> GIVEN PROBLEM
Answer these questions using the page excerpt on computer-administered tests:
1. What abbreviation does it use for computer administered tests?
2. According to the excerpt, why do psychometricians dislike letting examinees change earlier answers?
3. What strategy does the excerpt say a clever examinee might use to get an easier test?

> PAGE EXCERPT
- - - - -
Computer-Administered Tests That May Teach

PDF download: Answer until Correct

One of the political issues with computer administered tests (CAT) is what to do about examinees who want to revisit, review, and revise earlier responses. Examinees sometimes express frustration when they are not allowed to; psychometricians don’t like the option being available because each item selection is based on previous successes and failures, so changing answers after moving on has the potential of upsetting the psychometric apple cart. One of our more diabolical thinkers has suggested that a clever examinee would intentionally miss several early items, thereby getting an easier test, and returning later to fix the intentionally incorrect responses, ensuring more correct answers and presumably a higher ability estimate. While this strategy could sometimes work in the examinee’s favor (if receiving an incorrect estimate is actually in anyone’s favor), it is somewhat limited because many right answers on an easy test is not necessarily better than fewer right answers on a difficult test and because a good CAT engine should recover from a bad start given the opportunity. While we might trust in CAT, we should still row away from the rocks.
- - - - -
> RECORDED DATA
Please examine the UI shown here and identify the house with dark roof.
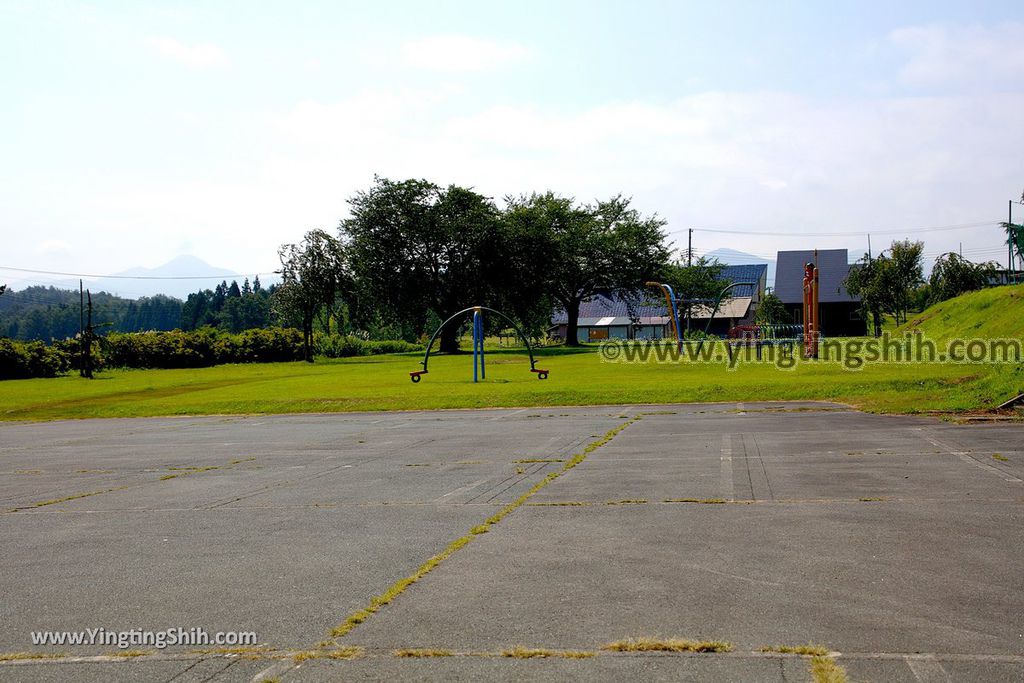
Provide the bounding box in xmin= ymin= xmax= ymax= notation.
xmin=551 ymin=263 xmax=768 ymax=342
xmin=775 ymin=249 xmax=867 ymax=337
- - - - -
> WRITTEN ANSWER
1. CAT.
2. Each item selection is based on previous successes and failures, so changing answers after moving on could upset the psychometric apple cart.
3. The examinee would intentionally miss several early items to get an easier test, then return later to fix those incorrect responses.